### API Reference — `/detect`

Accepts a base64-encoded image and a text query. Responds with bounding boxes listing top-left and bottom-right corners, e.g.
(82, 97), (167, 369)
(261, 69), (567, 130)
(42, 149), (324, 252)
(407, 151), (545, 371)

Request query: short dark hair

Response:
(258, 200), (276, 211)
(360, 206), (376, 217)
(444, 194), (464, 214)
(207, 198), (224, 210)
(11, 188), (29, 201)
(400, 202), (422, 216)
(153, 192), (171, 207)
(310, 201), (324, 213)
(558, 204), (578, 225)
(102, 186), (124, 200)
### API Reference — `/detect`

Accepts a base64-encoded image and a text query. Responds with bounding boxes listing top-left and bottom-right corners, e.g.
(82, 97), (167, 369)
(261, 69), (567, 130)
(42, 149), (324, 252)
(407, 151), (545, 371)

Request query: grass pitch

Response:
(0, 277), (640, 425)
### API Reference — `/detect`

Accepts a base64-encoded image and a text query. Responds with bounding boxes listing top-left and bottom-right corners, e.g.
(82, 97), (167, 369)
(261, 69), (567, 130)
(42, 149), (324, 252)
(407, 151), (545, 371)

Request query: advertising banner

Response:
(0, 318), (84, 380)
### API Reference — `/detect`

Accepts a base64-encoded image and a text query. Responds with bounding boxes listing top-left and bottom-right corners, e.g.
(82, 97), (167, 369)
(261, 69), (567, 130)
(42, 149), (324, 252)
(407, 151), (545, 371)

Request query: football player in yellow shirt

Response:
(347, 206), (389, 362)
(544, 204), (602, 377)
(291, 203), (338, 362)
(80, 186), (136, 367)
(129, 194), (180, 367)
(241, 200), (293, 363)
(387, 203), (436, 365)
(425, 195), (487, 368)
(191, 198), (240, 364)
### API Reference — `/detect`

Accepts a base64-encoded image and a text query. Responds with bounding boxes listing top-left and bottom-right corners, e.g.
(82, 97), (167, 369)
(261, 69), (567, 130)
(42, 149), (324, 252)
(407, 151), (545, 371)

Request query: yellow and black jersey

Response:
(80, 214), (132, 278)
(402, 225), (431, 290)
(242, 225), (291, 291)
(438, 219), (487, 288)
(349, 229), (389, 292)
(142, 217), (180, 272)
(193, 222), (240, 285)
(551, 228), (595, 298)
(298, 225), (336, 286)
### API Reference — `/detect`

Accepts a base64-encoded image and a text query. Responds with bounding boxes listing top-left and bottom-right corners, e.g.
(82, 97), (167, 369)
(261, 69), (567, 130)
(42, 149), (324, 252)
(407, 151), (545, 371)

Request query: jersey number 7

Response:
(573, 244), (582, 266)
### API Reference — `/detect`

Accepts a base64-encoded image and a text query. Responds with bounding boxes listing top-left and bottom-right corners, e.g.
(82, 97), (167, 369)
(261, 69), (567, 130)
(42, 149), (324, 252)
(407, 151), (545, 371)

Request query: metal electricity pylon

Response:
##############################
Starting at the beginning of the material and ending at the line containing "(102, 186), (124, 200)", write out every line again, scaling each bounding-box coordinate listed after "Response:" by 1.15 and rounding it to a whole number, with halves rounded up. All other numbers, including those in the format samples, stay as they are.

### API Reference — `/detect`

Accepts a base64-encoded image and a text query. Responds with bounding boxes listing top-left and bottom-right corners, e.g.
(82, 97), (167, 369)
(261, 69), (567, 130)
(42, 149), (324, 252)
(407, 151), (545, 371)

Request query: short dark hair

Response:
(297, 230), (317, 243)
(414, 237), (432, 250)
(511, 223), (534, 246)
(238, 228), (258, 242)
(13, 216), (33, 231)
(460, 232), (485, 248)
(176, 221), (197, 238)
(357, 231), (373, 245)
(642, 235), (665, 259)
(117, 214), (143, 230)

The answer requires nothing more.